◆ **Do this**
Convert the whole listing below into a two-column CSV with the headers "prompt" and "outlines" and one row per request. Put each request's text and its answer in a single quoted field, replace line breaks with spaces, and omit the pictures.

[Segmentation labeling listing]
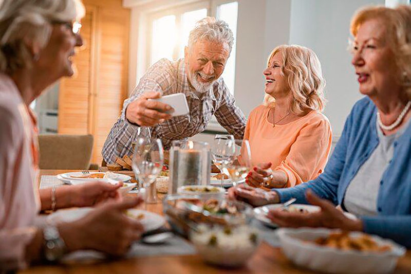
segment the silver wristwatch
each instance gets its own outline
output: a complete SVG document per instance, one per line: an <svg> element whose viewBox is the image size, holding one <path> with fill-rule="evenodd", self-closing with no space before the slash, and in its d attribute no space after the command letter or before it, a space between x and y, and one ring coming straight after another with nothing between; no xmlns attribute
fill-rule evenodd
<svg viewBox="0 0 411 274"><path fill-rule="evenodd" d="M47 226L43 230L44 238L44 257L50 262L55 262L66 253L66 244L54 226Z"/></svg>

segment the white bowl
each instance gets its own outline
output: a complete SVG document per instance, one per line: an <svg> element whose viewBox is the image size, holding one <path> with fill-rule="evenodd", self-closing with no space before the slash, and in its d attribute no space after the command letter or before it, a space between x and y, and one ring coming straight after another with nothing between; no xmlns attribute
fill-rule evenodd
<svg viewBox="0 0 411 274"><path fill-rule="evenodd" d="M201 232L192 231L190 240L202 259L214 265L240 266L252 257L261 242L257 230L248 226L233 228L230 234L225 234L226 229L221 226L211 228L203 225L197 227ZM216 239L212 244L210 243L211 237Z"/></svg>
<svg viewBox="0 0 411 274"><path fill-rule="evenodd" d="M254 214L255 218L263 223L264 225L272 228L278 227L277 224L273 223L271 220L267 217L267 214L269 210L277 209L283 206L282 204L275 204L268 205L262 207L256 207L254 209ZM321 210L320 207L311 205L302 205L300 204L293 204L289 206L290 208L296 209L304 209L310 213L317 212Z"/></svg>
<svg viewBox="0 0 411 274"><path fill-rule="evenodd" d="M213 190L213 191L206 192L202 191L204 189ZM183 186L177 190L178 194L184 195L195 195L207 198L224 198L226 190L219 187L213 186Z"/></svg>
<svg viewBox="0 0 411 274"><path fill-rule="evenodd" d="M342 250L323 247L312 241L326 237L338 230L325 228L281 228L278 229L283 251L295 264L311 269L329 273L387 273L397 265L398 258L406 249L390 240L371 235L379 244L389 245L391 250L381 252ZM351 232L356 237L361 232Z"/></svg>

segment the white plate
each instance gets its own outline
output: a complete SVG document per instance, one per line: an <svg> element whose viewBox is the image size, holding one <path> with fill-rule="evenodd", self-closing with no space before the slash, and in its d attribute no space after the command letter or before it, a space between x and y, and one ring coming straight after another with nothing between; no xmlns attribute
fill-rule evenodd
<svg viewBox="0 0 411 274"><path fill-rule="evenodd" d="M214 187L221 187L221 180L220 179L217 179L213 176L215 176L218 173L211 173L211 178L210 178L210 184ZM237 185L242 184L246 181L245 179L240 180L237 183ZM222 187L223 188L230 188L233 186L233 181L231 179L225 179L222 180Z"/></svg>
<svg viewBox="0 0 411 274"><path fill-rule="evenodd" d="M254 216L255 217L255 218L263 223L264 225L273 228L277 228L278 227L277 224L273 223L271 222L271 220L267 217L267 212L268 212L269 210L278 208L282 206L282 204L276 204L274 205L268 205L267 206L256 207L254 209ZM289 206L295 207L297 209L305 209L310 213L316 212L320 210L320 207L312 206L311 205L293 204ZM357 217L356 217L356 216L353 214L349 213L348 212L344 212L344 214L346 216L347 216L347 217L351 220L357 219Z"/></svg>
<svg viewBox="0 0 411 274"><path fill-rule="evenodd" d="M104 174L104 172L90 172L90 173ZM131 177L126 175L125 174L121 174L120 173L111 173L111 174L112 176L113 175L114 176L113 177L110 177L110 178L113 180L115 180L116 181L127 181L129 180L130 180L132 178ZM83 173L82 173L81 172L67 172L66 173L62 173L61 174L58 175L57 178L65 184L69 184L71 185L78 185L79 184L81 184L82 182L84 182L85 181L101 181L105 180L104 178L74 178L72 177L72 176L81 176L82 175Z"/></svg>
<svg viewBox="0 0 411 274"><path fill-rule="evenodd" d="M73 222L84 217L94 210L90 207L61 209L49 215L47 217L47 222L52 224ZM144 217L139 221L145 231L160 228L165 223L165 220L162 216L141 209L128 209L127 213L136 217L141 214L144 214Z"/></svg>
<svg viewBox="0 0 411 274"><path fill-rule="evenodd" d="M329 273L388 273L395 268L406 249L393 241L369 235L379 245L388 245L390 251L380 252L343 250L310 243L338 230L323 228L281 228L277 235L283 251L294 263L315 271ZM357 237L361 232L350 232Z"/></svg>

◆ **Exercise response**
prompt,outlines
"segment the silver wristwatch each instance gets its own outline output: a complete SVG document per instance, one per line: an <svg> element whose viewBox is the image size, holding one <path> with fill-rule=""evenodd"", self-closing with no space before the slash, and in its d attribute no space after the command letter or before it, a space between x and y, and one ring coming straight after another with nothing between; no xmlns attribute fill-rule evenodd","<svg viewBox=""0 0 411 274""><path fill-rule=""evenodd"" d=""M47 226L43 230L44 238L44 257L50 262L55 262L66 253L66 244L54 226Z""/></svg>"
"segment the white bowl each instance gets its own outline output: a complete SVG document per instance, one per line: an <svg> element whose viewBox is the image size, holding one <path> with fill-rule=""evenodd"", self-closing with no space before the slash, and in its d attribute no space after the command letter or before it, a space between x and y, and one ring coming straight after another with nothing between; no xmlns attribute fill-rule evenodd","<svg viewBox=""0 0 411 274""><path fill-rule=""evenodd"" d=""M201 232L192 231L190 240L202 259L214 265L240 266L252 257L261 242L257 230L248 226L233 228L230 234L225 234L226 229L221 226L211 228L203 225L197 227ZM216 239L212 244L210 243L211 237Z""/></svg> <svg viewBox=""0 0 411 274""><path fill-rule=""evenodd"" d=""M254 214L255 218L263 223L264 225L272 228L278 227L277 224L273 223L271 220L267 217L267 214L269 210L277 209L283 206L282 204L275 204L268 205L262 207L256 207L254 209ZM321 210L320 207L311 205L302 205L300 204L293 204L289 206L290 208L296 209L304 209L310 213L317 212Z""/></svg> <svg viewBox=""0 0 411 274""><path fill-rule=""evenodd"" d=""M213 190L213 191L206 192L202 191L204 189ZM183 186L177 190L178 194L184 195L195 195L207 198L224 198L226 190L219 187L213 186Z""/></svg> <svg viewBox=""0 0 411 274""><path fill-rule=""evenodd"" d=""M342 250L323 247L312 241L326 237L338 230L325 228L281 228L278 229L283 251L295 264L311 269L329 273L387 273L397 265L398 258L406 249L390 240L371 235L379 244L389 245L391 250L381 252ZM351 232L356 237L361 232Z""/></svg>"
"segment the white plate each instance gets its own outline output: a complete SVG document per instance, one per line: an <svg> element whose viewBox is the image size, holding one <path> with fill-rule=""evenodd"", self-closing with no space before the slash, and in its d attribute no space after the command letter or before it, a space between x and y, and one ring coming straight after another with nothing between; no xmlns attribute fill-rule evenodd","<svg viewBox=""0 0 411 274""><path fill-rule=""evenodd"" d=""M214 187L221 187L221 180L220 179L217 179L213 176L215 176L218 173L211 173L211 178L210 178L210 184ZM237 185L242 184L246 181L245 179L240 180L237 183ZM222 187L223 188L230 188L233 186L233 181L231 179L225 179L222 180Z""/></svg> <svg viewBox=""0 0 411 274""><path fill-rule=""evenodd"" d=""M254 216L255 217L255 218L263 223L264 225L273 228L277 228L278 227L277 224L273 223L271 222L271 220L267 217L267 212L268 212L269 210L278 208L282 206L282 204L276 204L274 205L268 205L267 206L256 207L254 209ZM289 206L295 207L297 209L305 209L310 213L316 212L320 210L320 207L312 206L311 205L293 204ZM357 217L356 217L356 216L353 214L349 213L348 212L344 212L344 214L346 216L347 216L347 217L351 220L357 219Z""/></svg> <svg viewBox=""0 0 411 274""><path fill-rule=""evenodd"" d=""M104 174L104 172L90 172L90 173ZM131 177L126 175L125 174L121 174L120 173L111 173L111 174L112 176L113 175L114 176L113 177L110 177L110 178L113 180L115 180L116 181L127 181L129 180L130 180L132 178ZM83 173L82 173L81 172L67 172L66 173L62 173L61 174L58 175L57 178L65 184L69 184L71 185L78 185L79 184L81 184L82 182L84 182L85 181L101 181L105 180L104 178L74 178L72 177L72 176L81 176L82 175Z""/></svg> <svg viewBox=""0 0 411 274""><path fill-rule=""evenodd"" d=""M73 222L84 217L94 210L90 207L61 209L49 215L47 217L47 222L52 224ZM144 217L139 221L145 231L160 228L165 223L165 220L162 216L141 209L128 209L127 213L136 217L141 214L144 214Z""/></svg> <svg viewBox=""0 0 411 274""><path fill-rule=""evenodd"" d=""M329 273L388 273L395 268L406 249L393 241L369 235L379 245L388 245L390 251L380 252L343 250L310 243L338 230L323 228L281 228L277 235L283 251L294 263L315 271ZM357 237L361 232L350 232Z""/></svg>"